** Start of Entries supplied **

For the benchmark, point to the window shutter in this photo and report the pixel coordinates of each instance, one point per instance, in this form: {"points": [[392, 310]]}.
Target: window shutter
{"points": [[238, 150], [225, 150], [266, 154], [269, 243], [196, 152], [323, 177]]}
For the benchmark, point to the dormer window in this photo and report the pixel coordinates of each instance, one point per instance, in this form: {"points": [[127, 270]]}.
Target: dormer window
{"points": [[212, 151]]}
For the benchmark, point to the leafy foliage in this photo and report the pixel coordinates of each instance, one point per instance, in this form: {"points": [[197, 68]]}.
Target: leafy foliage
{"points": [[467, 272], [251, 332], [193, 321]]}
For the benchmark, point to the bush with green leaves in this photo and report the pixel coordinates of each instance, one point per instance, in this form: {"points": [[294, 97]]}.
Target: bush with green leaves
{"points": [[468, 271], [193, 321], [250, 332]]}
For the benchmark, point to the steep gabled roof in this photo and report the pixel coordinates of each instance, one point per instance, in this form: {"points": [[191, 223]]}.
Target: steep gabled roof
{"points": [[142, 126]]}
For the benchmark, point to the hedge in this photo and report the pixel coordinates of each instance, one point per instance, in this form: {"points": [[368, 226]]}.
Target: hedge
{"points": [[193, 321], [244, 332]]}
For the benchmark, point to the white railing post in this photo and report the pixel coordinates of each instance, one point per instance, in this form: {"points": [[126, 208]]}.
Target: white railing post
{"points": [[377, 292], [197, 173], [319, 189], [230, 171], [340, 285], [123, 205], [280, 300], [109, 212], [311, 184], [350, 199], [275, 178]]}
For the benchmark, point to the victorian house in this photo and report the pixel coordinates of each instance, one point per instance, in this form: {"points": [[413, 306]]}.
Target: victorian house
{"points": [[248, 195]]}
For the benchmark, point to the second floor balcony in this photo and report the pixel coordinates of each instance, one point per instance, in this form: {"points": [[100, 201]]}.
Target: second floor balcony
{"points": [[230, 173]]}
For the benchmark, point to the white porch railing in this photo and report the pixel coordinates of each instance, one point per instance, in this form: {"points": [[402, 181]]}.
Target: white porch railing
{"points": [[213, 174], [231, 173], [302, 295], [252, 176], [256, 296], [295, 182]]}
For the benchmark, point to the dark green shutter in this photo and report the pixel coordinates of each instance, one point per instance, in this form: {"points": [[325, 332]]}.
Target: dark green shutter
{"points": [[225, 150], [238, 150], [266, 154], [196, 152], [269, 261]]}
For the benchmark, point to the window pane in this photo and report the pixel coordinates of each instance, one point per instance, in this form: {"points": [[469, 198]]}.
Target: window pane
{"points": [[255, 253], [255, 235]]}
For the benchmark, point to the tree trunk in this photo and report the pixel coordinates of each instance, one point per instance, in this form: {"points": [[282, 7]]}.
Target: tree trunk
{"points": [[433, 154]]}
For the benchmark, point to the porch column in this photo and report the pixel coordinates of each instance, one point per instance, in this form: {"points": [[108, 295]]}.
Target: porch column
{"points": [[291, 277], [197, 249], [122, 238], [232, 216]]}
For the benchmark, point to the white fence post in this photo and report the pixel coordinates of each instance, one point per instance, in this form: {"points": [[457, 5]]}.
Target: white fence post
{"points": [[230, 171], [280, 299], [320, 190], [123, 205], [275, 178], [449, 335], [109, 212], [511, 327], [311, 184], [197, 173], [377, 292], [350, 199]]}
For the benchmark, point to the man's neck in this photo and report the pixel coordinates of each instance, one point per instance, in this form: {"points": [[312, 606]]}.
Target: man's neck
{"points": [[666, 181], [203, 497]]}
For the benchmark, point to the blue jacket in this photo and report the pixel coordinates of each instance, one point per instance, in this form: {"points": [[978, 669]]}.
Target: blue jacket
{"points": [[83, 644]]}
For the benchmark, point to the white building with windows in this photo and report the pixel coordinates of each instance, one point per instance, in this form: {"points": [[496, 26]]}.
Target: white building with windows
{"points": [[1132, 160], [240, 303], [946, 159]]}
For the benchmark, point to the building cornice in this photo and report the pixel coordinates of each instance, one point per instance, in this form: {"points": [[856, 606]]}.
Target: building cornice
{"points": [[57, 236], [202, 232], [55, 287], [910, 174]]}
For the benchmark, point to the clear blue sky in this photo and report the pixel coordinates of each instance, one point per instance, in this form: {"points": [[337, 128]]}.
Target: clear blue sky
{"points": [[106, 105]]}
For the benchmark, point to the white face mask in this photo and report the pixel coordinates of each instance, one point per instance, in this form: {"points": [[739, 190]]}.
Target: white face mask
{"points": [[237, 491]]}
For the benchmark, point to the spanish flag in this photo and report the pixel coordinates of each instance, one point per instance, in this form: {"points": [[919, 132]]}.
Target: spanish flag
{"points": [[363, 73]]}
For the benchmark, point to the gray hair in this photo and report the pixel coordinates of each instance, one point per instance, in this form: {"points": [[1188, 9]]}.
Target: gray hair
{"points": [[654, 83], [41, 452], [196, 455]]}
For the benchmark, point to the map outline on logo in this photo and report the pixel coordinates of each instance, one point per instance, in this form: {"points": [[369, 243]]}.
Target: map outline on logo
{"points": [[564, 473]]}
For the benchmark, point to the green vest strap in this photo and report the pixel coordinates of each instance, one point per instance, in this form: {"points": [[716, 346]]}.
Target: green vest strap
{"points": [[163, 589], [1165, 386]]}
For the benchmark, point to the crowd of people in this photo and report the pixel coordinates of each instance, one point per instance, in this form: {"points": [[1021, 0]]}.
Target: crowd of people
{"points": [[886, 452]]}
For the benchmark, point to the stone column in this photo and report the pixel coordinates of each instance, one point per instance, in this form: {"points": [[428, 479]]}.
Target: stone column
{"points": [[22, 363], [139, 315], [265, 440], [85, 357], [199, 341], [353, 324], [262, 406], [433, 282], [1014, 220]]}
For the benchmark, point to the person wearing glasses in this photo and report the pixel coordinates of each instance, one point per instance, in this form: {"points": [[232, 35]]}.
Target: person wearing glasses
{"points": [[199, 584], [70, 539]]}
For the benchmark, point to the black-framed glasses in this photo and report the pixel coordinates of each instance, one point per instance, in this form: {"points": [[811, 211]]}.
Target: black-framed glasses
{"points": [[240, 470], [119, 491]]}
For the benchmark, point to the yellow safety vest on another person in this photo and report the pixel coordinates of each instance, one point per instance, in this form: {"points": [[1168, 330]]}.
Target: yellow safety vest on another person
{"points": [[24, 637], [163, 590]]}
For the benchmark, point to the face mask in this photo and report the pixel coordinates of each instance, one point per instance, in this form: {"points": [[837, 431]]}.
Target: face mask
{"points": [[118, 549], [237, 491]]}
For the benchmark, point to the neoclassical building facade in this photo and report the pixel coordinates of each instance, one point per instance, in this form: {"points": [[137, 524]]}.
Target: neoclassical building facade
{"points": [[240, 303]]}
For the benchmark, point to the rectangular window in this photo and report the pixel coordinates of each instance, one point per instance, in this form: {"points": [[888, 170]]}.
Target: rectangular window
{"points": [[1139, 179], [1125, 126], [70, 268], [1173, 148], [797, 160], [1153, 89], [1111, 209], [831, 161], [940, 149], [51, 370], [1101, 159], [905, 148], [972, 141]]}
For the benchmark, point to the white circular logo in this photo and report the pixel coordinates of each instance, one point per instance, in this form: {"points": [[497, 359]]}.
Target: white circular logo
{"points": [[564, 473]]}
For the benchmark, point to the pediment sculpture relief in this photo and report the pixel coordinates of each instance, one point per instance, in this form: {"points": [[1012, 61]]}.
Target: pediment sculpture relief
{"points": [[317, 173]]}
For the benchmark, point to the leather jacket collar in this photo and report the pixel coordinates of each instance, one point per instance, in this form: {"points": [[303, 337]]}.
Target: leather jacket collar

** End of Entries supplied **

**Required work**
Print the entries again exactly, starting with the line that contains "For the benchmark, point to the yellow" and continuing through the last line of the entries, both ends included.

**Solution to this task**
For the benchmark, point to the yellow safety vest on another person in this photo and report the pixel coordinates of each instance, one point per instance, in this form: {"points": [[1168, 330]]}.
Target: yellow safety vest on another person
{"points": [[24, 637], [163, 590]]}
For the benchmark, point to the face mask in this photo and report the pixel coordinates of each instance, one point per instance, in this form: {"points": [[837, 431]]}.
Target: face mask
{"points": [[118, 549], [237, 491]]}
For the benchmark, point to the neoclassical building facade in this photo and report the pixel coordinates of each instance, one point per instance, in this form: {"points": [[137, 524]]}.
Target: neoclassical building facade
{"points": [[240, 303]]}
For the benchmark, point to the rectangular window in this photo and report the pixel coordinates of each instance, one point per instance, in this form: {"points": [[888, 170]]}.
Target: rectangular window
{"points": [[1139, 179], [1125, 126], [70, 268], [1173, 148], [797, 160], [1153, 89], [1111, 209], [831, 161], [940, 149], [51, 370], [1101, 159], [905, 148], [972, 141]]}
For the benchmark, point to the white circular logo in this photo and report the pixel coordinates of each instance, one point per instance, in this form: {"points": [[497, 359]]}.
Target: white circular logo
{"points": [[564, 473]]}
For the benchmark, point to the pediment sculpture relief in this photo and report the pixel coordinates of each instance, one point per instance, in this form: {"points": [[1012, 61]]}.
Target: pediment sculpture relief
{"points": [[317, 173]]}
For the benchmark, point to the leather jacket collar in this photo and report the pixel coordinates of each instance, one point per instance, in this form: {"points": [[303, 337]]}.
Target: leather jacket collar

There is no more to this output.